-- START OF Data rows --

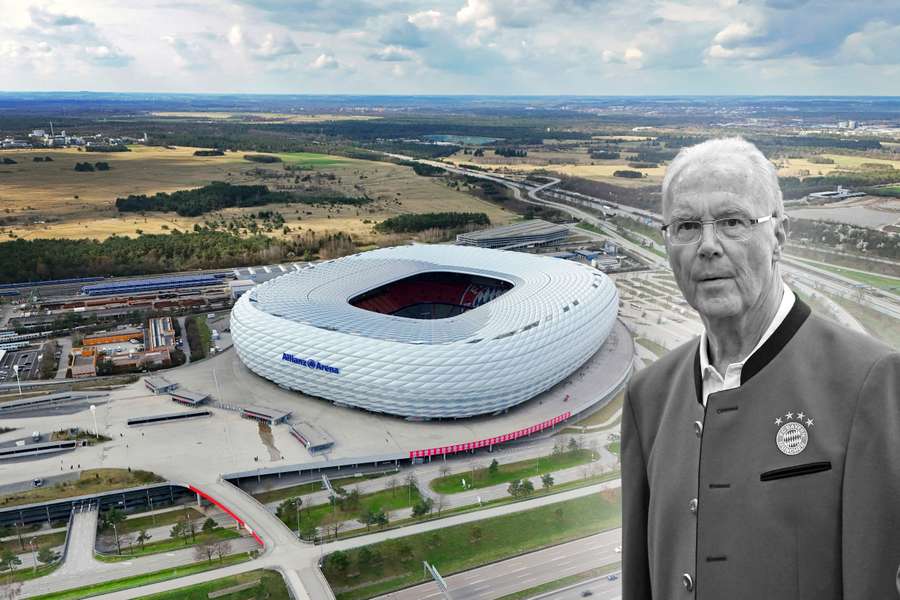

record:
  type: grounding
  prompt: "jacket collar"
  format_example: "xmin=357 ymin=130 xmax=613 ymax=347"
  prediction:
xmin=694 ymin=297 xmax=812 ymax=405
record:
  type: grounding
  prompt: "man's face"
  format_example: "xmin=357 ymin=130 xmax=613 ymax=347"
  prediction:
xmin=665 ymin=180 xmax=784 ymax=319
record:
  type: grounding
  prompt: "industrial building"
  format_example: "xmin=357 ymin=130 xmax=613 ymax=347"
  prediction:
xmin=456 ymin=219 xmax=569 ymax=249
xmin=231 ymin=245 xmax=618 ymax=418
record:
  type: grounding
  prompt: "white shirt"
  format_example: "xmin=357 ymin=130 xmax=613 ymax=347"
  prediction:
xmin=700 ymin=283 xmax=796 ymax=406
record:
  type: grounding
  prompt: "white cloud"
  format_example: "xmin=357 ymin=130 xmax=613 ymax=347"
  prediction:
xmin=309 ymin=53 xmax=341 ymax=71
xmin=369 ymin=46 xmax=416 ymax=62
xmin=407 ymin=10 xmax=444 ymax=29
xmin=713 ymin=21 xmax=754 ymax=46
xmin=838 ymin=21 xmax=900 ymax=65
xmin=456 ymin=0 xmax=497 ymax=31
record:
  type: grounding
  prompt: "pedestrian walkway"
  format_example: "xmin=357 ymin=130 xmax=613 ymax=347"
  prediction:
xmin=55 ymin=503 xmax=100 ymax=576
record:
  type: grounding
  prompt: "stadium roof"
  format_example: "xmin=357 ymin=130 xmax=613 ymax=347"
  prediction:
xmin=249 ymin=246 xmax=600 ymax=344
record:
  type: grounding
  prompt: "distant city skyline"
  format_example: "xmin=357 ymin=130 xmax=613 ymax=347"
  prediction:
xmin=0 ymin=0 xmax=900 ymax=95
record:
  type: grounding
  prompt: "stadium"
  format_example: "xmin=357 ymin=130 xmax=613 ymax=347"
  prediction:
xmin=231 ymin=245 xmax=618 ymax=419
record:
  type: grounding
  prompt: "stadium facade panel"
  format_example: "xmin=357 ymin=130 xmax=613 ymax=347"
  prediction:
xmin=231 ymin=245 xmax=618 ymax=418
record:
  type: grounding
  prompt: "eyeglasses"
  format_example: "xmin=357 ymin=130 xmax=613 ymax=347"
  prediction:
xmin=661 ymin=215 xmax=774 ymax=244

-- END OF Data rows --

- [Task details]
Rescale the records from their start through the line containing "xmin=700 ymin=283 xmax=796 ymax=406", reproducing every line with the requests included and multiplying each bounding-box coordinate in the answers by 0.25, rounded to whole numbers with halves rounded up. Keep the numbers in the requests and their format samples unchanged, and leave the pictures out.

- [Worked solution]
record:
  type: grounding
  prompt: "jacket collar"
  format_example: "xmin=357 ymin=130 xmax=613 ymax=347"
  prediction:
xmin=174 ymin=74 xmax=203 ymax=101
record:
  type: grounding
  prompt: "man's face"
  format_example: "xmin=357 ymin=130 xmax=613 ymax=347"
  prediction:
xmin=166 ymin=45 xmax=196 ymax=80
record:
  type: grounding
  prompt: "industrial building"
  format_example: "xmin=357 ymin=130 xmax=613 ymax=347"
  prediction:
xmin=114 ymin=55 xmax=142 ymax=62
xmin=58 ymin=61 xmax=155 ymax=105
record:
  type: grounding
  prompt: "white shirt"
  format_example: "xmin=357 ymin=130 xmax=613 ymax=347"
  prediction:
xmin=175 ymin=71 xmax=199 ymax=102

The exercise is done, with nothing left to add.